» AIM A: In the text on plugin migrations, which bullet points under "Thinking about this, we could take a different approach to migrations:" begin with the word "Transform" or "Transforms"? List each one in full.
» AIM B: Continue the text on plugin migrations from its last line.

» EXTRACTED TEXT:
☆ ☆ ☆ ☆ ☆

We can detect this scenario, as we'll know that the index has was migrated to PluginA v3 at one point, and that PluginA is now disabled. But the question is, what should we do in this case?

Thinking about this, we could take a different approach to migrations:

  • We'd still allow any number of seed migrations, but only one transform migration per plugin
  • Transform migrations are a function: (doc_v_1-N) => doc_v_N
  • Transforms are responsible for determining: "Is this a doc I understand?" if not, it should return the doc unchanged
  • Transforms should understand any version of applicable docs, and be capable of converting them to the latest version
  • The fastest path through a transform function should be

    • A doc that does not apply or a doc is the latest version

    • In these cases, the doc is returned unchanged

  • We can run migrations on docs on load/save, if we so choose with minimal perf impact, since

    • There will be relatively few transform functions (at most one per plugin)

☆ ☆ ☆ ☆ ☆

Data collected from a set
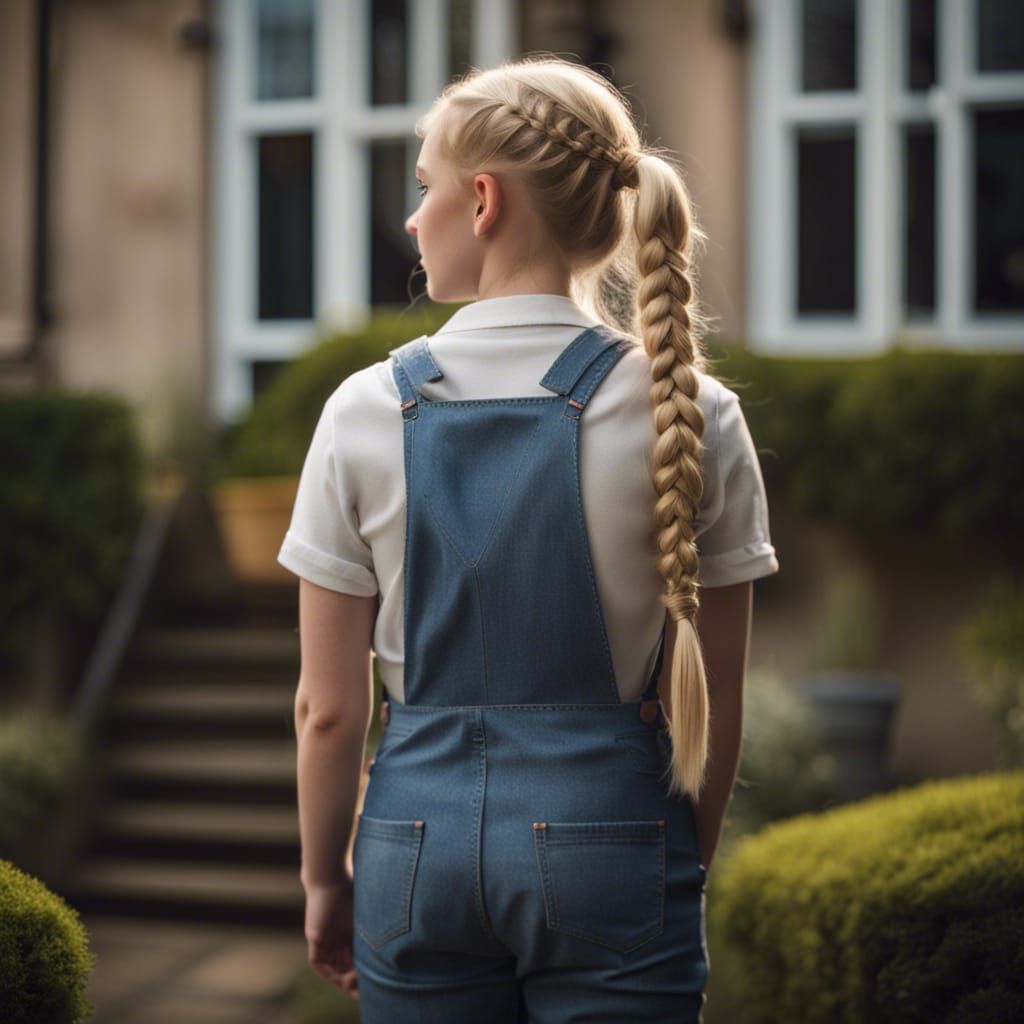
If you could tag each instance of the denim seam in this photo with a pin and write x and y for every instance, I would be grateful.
(414, 842)
(410, 442)
(541, 845)
(508, 493)
(573, 425)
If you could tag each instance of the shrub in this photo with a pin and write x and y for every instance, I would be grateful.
(271, 438)
(44, 954)
(908, 440)
(904, 907)
(784, 768)
(40, 754)
(991, 644)
(70, 501)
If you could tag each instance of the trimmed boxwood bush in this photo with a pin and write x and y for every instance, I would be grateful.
(909, 440)
(40, 754)
(44, 953)
(991, 644)
(272, 437)
(71, 470)
(904, 907)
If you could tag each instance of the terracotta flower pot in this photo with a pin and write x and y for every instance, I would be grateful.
(253, 515)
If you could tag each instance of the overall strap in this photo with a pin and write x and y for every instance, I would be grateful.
(582, 366)
(414, 366)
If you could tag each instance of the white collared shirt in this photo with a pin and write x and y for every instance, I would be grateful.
(348, 526)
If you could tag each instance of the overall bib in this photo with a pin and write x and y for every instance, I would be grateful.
(518, 857)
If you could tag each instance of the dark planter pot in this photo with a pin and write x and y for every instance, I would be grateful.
(855, 711)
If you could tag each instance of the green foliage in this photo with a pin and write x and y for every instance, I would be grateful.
(40, 754)
(44, 953)
(272, 437)
(315, 1000)
(71, 470)
(904, 907)
(909, 440)
(783, 769)
(851, 623)
(991, 644)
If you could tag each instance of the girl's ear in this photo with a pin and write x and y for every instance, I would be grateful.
(488, 202)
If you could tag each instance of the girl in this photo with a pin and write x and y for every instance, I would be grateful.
(498, 513)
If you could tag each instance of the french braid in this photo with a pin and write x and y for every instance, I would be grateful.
(569, 135)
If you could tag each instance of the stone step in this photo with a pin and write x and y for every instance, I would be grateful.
(193, 710)
(187, 890)
(204, 760)
(222, 646)
(180, 820)
(262, 834)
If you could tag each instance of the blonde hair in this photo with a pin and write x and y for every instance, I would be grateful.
(569, 135)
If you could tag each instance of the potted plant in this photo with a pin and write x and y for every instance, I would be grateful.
(254, 493)
(853, 697)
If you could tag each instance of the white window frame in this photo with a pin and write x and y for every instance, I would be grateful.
(343, 128)
(879, 111)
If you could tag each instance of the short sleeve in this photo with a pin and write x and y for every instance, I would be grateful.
(732, 530)
(323, 543)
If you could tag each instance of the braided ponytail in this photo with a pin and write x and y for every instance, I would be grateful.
(568, 134)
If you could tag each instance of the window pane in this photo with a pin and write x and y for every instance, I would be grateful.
(998, 204)
(460, 36)
(829, 44)
(392, 253)
(285, 62)
(826, 220)
(1000, 35)
(921, 44)
(286, 226)
(388, 51)
(263, 373)
(919, 228)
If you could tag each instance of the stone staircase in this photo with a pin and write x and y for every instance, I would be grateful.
(198, 816)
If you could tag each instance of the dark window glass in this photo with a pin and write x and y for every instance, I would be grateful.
(392, 253)
(263, 374)
(1000, 35)
(829, 50)
(285, 53)
(998, 210)
(460, 36)
(919, 228)
(388, 52)
(286, 226)
(826, 220)
(921, 53)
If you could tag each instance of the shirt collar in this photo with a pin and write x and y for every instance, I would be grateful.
(517, 310)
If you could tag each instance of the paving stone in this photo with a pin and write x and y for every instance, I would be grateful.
(258, 969)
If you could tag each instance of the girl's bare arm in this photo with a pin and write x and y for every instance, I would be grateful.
(333, 708)
(723, 624)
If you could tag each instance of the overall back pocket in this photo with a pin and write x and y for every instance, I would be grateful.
(384, 859)
(603, 881)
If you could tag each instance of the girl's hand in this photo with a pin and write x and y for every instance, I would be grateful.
(329, 932)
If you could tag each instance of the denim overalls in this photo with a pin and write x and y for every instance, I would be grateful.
(517, 857)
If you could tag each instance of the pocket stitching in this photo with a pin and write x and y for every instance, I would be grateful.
(408, 834)
(541, 844)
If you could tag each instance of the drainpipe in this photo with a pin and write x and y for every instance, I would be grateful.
(34, 354)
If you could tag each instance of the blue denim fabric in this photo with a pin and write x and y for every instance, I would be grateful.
(518, 857)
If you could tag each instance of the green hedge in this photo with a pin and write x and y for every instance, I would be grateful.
(40, 754)
(70, 501)
(904, 907)
(44, 953)
(910, 440)
(273, 435)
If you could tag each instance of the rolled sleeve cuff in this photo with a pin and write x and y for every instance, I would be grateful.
(326, 570)
(749, 562)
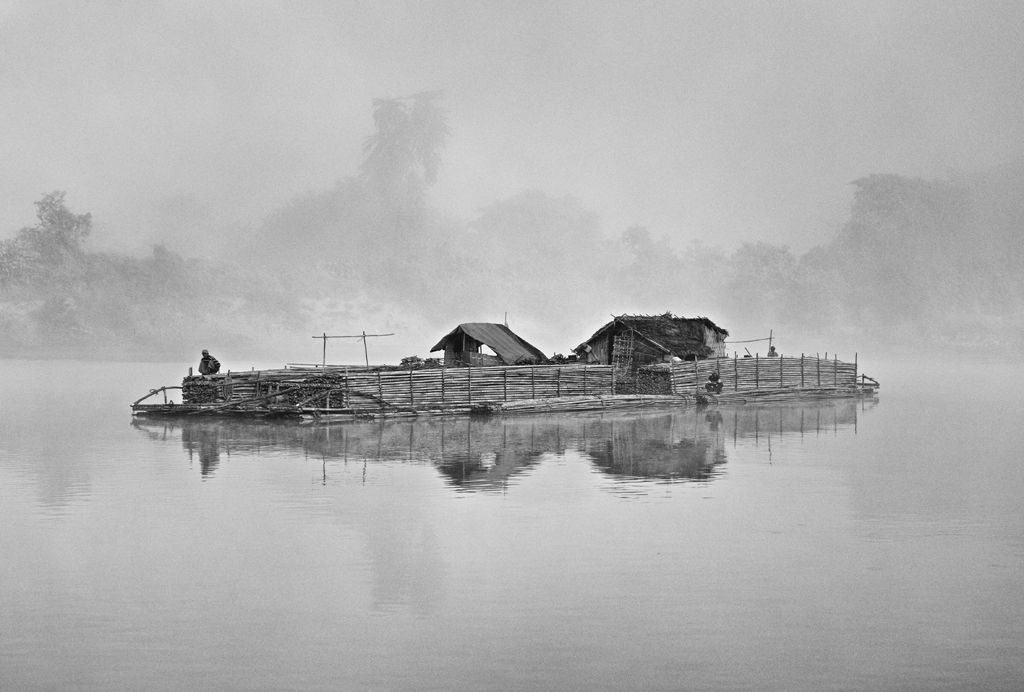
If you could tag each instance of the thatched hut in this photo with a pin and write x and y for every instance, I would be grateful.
(631, 341)
(463, 346)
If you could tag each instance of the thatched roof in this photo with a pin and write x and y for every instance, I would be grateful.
(509, 346)
(671, 335)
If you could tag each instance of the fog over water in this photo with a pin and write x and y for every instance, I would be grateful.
(402, 167)
(242, 176)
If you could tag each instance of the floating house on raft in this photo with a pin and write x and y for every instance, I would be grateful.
(463, 346)
(633, 341)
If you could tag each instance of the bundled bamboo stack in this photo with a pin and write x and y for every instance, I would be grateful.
(747, 375)
(581, 403)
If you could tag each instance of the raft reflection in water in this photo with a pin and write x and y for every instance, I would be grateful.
(487, 453)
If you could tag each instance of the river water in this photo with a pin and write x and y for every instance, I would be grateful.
(849, 545)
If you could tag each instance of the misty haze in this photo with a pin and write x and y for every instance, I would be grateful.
(242, 177)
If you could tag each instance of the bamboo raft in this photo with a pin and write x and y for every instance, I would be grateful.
(337, 392)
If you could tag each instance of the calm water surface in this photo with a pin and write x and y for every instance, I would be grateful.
(843, 546)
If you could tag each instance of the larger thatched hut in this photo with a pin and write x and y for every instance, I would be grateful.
(639, 340)
(463, 346)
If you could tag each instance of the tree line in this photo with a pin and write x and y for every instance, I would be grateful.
(916, 259)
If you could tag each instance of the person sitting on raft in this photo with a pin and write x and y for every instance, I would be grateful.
(208, 364)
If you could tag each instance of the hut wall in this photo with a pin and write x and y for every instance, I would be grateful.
(714, 342)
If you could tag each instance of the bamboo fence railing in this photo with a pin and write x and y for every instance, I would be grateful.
(363, 389)
(747, 375)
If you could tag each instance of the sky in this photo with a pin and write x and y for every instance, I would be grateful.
(718, 122)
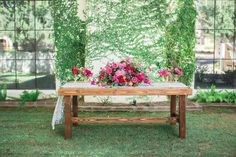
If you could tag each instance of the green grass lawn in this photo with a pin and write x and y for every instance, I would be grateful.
(27, 132)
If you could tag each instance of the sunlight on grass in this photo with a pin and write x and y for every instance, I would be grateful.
(27, 132)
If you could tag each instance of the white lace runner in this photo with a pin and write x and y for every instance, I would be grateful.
(58, 112)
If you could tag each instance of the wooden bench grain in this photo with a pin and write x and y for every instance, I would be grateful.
(177, 92)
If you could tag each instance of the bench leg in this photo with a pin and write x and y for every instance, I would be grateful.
(75, 109)
(182, 116)
(67, 112)
(173, 107)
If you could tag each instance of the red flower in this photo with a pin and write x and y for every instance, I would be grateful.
(75, 70)
(114, 65)
(108, 70)
(141, 76)
(87, 72)
(147, 81)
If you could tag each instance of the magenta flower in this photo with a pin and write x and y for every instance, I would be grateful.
(93, 82)
(134, 79)
(141, 76)
(178, 71)
(164, 73)
(122, 65)
(114, 65)
(108, 70)
(147, 81)
(87, 72)
(120, 73)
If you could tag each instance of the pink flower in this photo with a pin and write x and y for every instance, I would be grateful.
(108, 70)
(116, 81)
(122, 65)
(114, 65)
(134, 79)
(149, 69)
(87, 72)
(128, 60)
(147, 81)
(75, 70)
(114, 78)
(93, 82)
(120, 73)
(164, 73)
(141, 76)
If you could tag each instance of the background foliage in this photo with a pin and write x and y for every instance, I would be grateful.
(158, 32)
(70, 36)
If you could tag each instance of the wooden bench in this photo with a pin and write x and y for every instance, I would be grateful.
(176, 91)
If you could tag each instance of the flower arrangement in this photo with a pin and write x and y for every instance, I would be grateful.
(76, 74)
(171, 72)
(123, 73)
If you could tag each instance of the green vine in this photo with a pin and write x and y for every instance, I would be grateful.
(70, 36)
(180, 40)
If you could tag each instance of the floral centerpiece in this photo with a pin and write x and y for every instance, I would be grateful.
(78, 74)
(171, 73)
(123, 73)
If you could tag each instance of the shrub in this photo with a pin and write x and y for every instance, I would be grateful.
(212, 96)
(27, 96)
(3, 92)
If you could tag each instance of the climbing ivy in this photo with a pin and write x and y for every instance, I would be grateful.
(158, 32)
(70, 36)
(180, 40)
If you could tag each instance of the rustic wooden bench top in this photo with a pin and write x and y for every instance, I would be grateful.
(163, 88)
(177, 91)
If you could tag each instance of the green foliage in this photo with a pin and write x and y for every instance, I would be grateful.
(128, 27)
(180, 40)
(214, 96)
(3, 92)
(28, 96)
(70, 36)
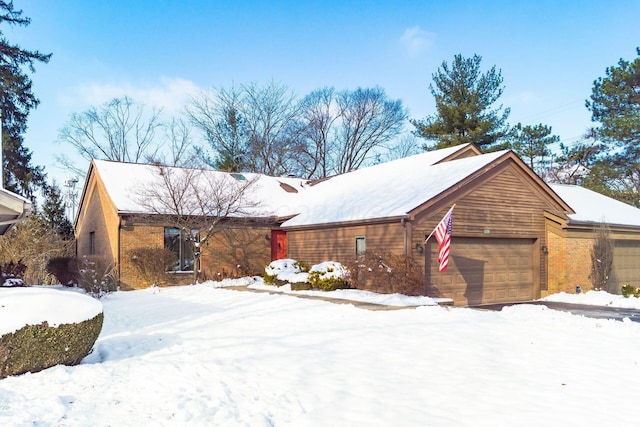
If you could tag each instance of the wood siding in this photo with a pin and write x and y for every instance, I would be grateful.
(626, 263)
(503, 204)
(339, 243)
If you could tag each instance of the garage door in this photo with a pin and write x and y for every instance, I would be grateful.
(626, 263)
(483, 271)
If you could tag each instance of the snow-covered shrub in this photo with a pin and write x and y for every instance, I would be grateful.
(97, 276)
(285, 271)
(627, 290)
(329, 276)
(64, 269)
(11, 274)
(35, 347)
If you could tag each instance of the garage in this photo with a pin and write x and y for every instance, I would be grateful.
(484, 270)
(626, 263)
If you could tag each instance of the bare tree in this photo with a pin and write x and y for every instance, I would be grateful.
(405, 146)
(575, 163)
(199, 203)
(250, 127)
(318, 113)
(121, 130)
(219, 115)
(368, 120)
(271, 112)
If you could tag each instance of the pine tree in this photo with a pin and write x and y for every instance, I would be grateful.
(16, 101)
(615, 104)
(464, 100)
(532, 144)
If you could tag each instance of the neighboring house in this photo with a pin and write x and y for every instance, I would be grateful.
(570, 240)
(13, 209)
(515, 238)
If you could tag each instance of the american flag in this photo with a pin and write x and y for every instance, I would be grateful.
(443, 236)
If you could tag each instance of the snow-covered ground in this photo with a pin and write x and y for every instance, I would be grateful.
(208, 356)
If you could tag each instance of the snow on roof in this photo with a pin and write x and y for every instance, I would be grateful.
(126, 184)
(595, 207)
(385, 190)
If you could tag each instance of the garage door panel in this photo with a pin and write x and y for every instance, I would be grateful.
(484, 271)
(626, 262)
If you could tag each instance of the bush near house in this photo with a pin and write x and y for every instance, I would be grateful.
(152, 264)
(12, 274)
(327, 276)
(95, 274)
(627, 290)
(283, 271)
(388, 273)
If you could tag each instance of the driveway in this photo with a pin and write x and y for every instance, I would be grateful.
(594, 311)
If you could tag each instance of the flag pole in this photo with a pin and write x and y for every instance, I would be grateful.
(434, 230)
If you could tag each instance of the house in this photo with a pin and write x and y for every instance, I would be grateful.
(499, 227)
(116, 218)
(515, 238)
(570, 239)
(13, 209)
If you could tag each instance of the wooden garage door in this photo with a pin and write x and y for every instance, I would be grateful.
(484, 271)
(626, 262)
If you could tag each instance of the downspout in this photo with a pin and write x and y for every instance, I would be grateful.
(119, 261)
(403, 221)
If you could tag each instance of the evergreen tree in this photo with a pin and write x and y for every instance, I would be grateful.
(53, 212)
(615, 105)
(532, 144)
(464, 103)
(16, 101)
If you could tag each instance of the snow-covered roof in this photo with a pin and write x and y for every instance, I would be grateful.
(594, 207)
(386, 190)
(127, 184)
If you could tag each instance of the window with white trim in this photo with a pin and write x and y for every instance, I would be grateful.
(181, 243)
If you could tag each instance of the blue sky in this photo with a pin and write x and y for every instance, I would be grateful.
(161, 52)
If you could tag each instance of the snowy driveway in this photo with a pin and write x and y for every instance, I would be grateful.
(592, 311)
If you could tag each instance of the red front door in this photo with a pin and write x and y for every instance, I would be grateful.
(278, 244)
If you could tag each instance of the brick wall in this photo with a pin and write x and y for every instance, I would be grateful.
(569, 262)
(230, 253)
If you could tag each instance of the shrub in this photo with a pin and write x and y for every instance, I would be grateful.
(329, 276)
(152, 263)
(12, 273)
(627, 290)
(97, 276)
(64, 269)
(37, 347)
(284, 271)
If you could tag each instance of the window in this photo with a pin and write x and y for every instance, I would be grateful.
(361, 247)
(92, 243)
(181, 243)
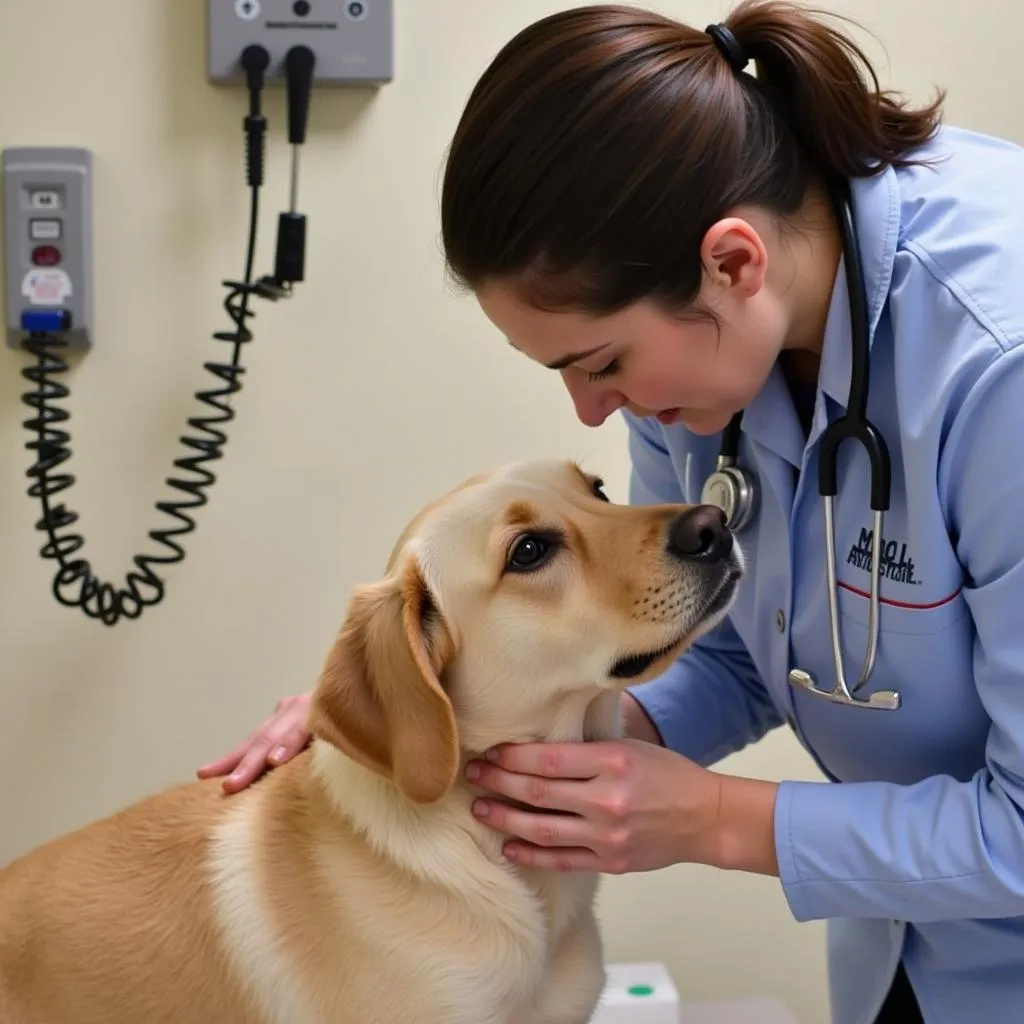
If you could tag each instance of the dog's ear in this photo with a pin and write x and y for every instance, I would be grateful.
(380, 699)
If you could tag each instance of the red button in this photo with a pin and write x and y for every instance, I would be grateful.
(46, 255)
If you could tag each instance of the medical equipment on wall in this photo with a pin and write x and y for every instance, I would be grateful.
(47, 256)
(735, 491)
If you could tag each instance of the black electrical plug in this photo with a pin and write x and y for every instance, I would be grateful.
(255, 60)
(290, 258)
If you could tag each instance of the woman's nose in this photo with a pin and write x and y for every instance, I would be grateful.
(593, 402)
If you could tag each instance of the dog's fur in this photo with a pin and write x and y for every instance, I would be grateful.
(353, 884)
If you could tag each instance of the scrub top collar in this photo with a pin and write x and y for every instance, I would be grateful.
(769, 419)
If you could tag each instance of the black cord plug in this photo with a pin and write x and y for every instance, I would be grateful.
(299, 64)
(290, 256)
(255, 60)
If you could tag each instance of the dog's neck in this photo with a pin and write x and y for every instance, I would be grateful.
(425, 839)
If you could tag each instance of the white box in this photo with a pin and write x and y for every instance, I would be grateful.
(638, 993)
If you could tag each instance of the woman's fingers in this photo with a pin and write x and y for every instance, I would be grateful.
(282, 736)
(537, 791)
(539, 829)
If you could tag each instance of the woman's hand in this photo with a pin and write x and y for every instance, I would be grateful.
(623, 806)
(276, 740)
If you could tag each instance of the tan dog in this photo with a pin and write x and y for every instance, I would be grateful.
(353, 884)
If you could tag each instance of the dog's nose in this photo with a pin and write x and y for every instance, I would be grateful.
(699, 535)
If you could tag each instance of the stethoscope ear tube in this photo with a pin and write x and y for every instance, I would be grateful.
(735, 491)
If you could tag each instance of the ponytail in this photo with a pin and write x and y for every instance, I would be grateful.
(828, 91)
(603, 141)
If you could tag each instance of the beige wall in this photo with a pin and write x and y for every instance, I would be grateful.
(369, 392)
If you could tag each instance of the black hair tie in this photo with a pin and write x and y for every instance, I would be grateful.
(729, 46)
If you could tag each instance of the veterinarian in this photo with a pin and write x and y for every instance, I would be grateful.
(635, 210)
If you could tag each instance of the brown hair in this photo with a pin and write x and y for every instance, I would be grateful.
(603, 141)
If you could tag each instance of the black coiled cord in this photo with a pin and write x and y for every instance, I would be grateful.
(75, 584)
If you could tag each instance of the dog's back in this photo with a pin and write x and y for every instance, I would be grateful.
(113, 922)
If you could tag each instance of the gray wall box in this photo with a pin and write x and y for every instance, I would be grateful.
(352, 39)
(47, 254)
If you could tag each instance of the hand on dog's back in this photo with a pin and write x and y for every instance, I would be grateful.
(280, 737)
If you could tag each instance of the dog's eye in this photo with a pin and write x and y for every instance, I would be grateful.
(530, 552)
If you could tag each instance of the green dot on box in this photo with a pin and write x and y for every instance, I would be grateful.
(640, 990)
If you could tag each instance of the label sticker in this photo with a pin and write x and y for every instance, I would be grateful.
(46, 288)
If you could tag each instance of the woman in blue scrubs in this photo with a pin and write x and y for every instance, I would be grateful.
(634, 209)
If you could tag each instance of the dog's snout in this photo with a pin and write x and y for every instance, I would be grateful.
(699, 535)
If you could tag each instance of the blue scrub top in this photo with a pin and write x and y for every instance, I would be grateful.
(915, 845)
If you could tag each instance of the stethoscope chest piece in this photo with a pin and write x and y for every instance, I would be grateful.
(732, 489)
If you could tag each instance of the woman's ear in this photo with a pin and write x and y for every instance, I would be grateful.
(734, 257)
(380, 699)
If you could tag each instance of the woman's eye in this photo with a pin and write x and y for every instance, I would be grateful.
(530, 552)
(609, 371)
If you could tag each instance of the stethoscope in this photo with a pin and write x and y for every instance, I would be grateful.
(734, 489)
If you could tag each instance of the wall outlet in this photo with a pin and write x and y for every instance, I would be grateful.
(47, 235)
(352, 39)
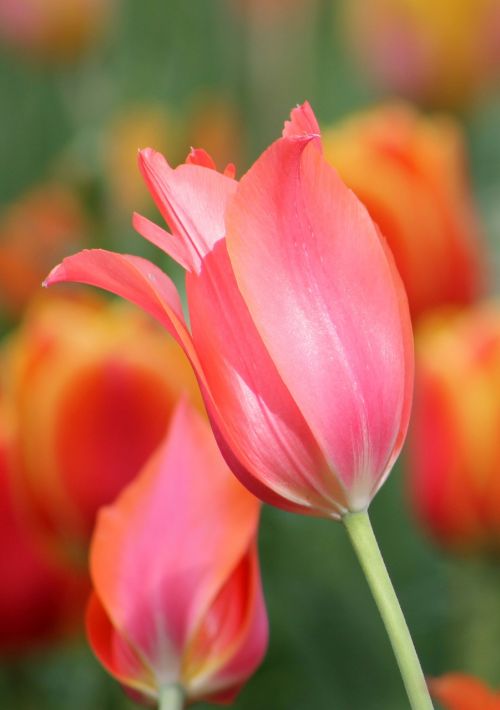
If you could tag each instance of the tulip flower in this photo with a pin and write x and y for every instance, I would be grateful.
(420, 200)
(286, 275)
(454, 448)
(443, 53)
(300, 333)
(456, 691)
(57, 30)
(139, 124)
(177, 610)
(91, 386)
(39, 600)
(43, 225)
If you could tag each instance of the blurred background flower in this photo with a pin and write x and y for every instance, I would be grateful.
(55, 30)
(410, 171)
(441, 53)
(40, 601)
(42, 225)
(90, 387)
(455, 448)
(456, 691)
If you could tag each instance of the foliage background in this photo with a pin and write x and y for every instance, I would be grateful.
(328, 648)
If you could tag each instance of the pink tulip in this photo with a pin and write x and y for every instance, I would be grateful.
(177, 593)
(300, 333)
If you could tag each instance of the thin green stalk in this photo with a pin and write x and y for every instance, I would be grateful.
(171, 698)
(361, 534)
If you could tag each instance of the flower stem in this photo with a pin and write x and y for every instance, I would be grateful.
(361, 534)
(171, 697)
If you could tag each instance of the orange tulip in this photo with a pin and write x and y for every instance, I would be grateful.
(44, 224)
(454, 444)
(443, 53)
(456, 691)
(92, 386)
(39, 601)
(178, 598)
(52, 29)
(409, 172)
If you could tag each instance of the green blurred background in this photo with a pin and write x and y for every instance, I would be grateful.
(328, 648)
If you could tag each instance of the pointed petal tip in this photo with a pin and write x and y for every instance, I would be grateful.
(55, 276)
(302, 124)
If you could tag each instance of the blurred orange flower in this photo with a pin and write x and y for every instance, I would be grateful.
(213, 122)
(44, 225)
(178, 598)
(52, 29)
(456, 691)
(39, 601)
(442, 53)
(454, 443)
(91, 385)
(410, 173)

☆ ☆ ☆ ☆ ☆

» TASK RESULT A:
- Transform migrations are a function: (doc_v_1-N) => doc_v_N
- Transforms are responsible for determining: "Is this a doc I understand?" if not, it should return the doc unchanged
- Transforms should understand any version of applicable docs, and be capable of converting them to the latest version

» TASK RESULT B:
    • They will be fast for up-to-date docs, which is the most common case

  • This simplifies the migration system, but increases the complexity burden that is placed on migration authors
  • This means an index with possibly mixed versions can still be successfully migrated

With this strategy, the previous problem scenario becomes this:

  • User tries import, fails due to pluginA, disables pluignA, re-runs the import
  • The index now has docs of type 'plugin-a' which are of different versions
  • If pluginA is re-enabled,

    • All docs will get migrated to the latest version

    • The index is consistent again

  • If pluginA is never re-enabled,

    • The migration artifacts it left behind are presumably vestigial

    • If they aren't, that's simply a risk of yanking a plugin out of your system

Changes to the saved object client

Something that @chrisronline @kobelb might want to weigh in on:

When it comes to data-imports, we have a number of choices, two of which I list here:

1. Run transforms on all docs before saving them

This is basically a validation step, which is generally advisable at an API boundary, anyway.

2. Have an optional checksum, which if passed, will transform out-of-date docs before saving them

This adds complexitiy to both the saved object client API and to the import/export feature, but is more performant than performing a transform before all saves.

One last point on the enable / disable plugin scenario: Right now, if you disable or enable a plugin which has migrations defined, the index will be migrated, since the system's migration status won't match the index's migration status... Is this behavior OK? It seems sub-optimal, to say the least, so I can spend time thinking of a workaround, if we think it's worthwhile.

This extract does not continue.